Saved entries:
__________________________________________________
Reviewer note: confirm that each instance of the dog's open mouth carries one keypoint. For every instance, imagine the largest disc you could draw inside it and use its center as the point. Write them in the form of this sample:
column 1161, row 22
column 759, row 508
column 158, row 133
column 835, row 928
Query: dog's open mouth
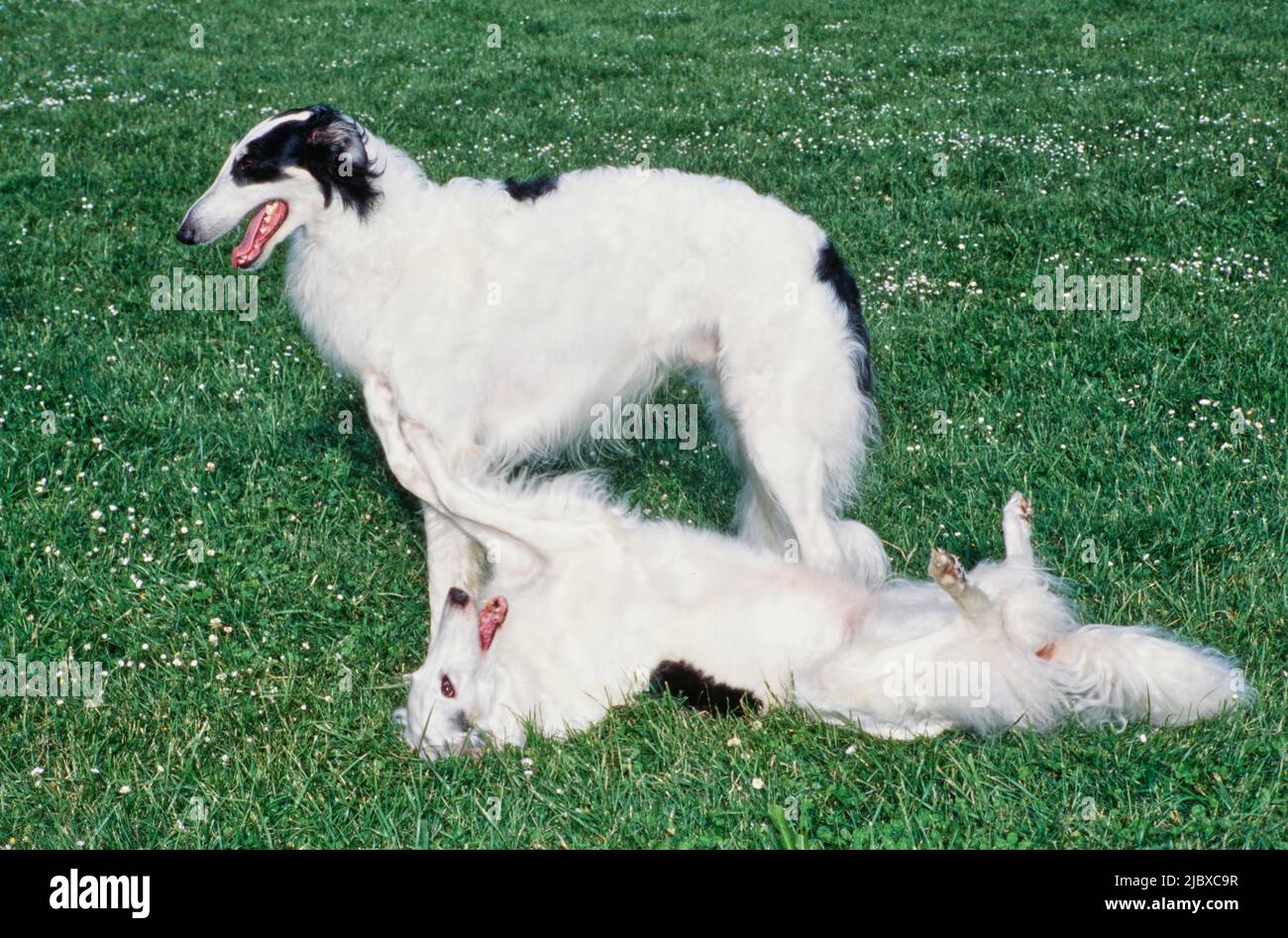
column 263, row 224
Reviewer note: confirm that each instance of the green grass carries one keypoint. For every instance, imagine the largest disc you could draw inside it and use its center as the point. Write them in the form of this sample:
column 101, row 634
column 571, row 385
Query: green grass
column 230, row 431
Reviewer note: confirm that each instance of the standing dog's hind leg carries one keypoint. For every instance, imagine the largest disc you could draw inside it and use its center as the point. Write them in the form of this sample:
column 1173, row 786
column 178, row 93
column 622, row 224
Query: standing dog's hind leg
column 1018, row 530
column 947, row 571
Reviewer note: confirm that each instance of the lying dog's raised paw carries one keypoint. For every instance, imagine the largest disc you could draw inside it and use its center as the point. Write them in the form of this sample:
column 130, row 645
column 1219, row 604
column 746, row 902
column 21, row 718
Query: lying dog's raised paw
column 947, row 570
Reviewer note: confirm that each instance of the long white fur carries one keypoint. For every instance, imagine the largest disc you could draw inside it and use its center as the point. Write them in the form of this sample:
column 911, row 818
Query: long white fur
column 599, row 596
column 500, row 324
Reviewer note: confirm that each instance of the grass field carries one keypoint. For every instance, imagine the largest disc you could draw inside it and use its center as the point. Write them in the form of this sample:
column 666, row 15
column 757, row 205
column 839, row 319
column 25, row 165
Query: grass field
column 249, row 696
__________________________________________________
▸ **WHAT TO PRODUCE**
Your answer should hold exactly the lines from the one containing "Reviewer note: confirm that each instance of the standing" through the end of the entries above, and nothing else.

▸ **WRITTEN RESPONSE**
Reviewer note: confirm that each instance of the standing dog's hind leg carries one keypoint. For every instance, imagine the largest disc you could draw inside it and use its center as the point. Write them in the form of this sample:
column 1173, row 786
column 178, row 93
column 622, row 224
Query: standing dog's hind leg
column 1018, row 530
column 947, row 571
Reviewer note: confirm that each instance of the lying dog's raised paw carries one keypoint. For every instance, imagine the largest disc you could draw inside it and use its center as the point. Write them in the form of this sample:
column 130, row 645
column 1219, row 604
column 746, row 902
column 21, row 718
Query: lying dog's raised paw
column 947, row 570
Reviewer note: confirm that each instance of the long white fur carries one keypoint. For every instance, imagine the largest disc you could draw inside it and use its center as the point. Write them in the form of this sample:
column 911, row 818
Query: long white fur
column 599, row 596
column 500, row 324
Reviewer note: confirm that each instance of the grass field carries one keypoint. For every instance, imagine the largest disc you could draw inside it and use its center as the point. Write them in the form of this sample:
column 666, row 15
column 757, row 205
column 839, row 319
column 25, row 165
Query: grass field
column 249, row 696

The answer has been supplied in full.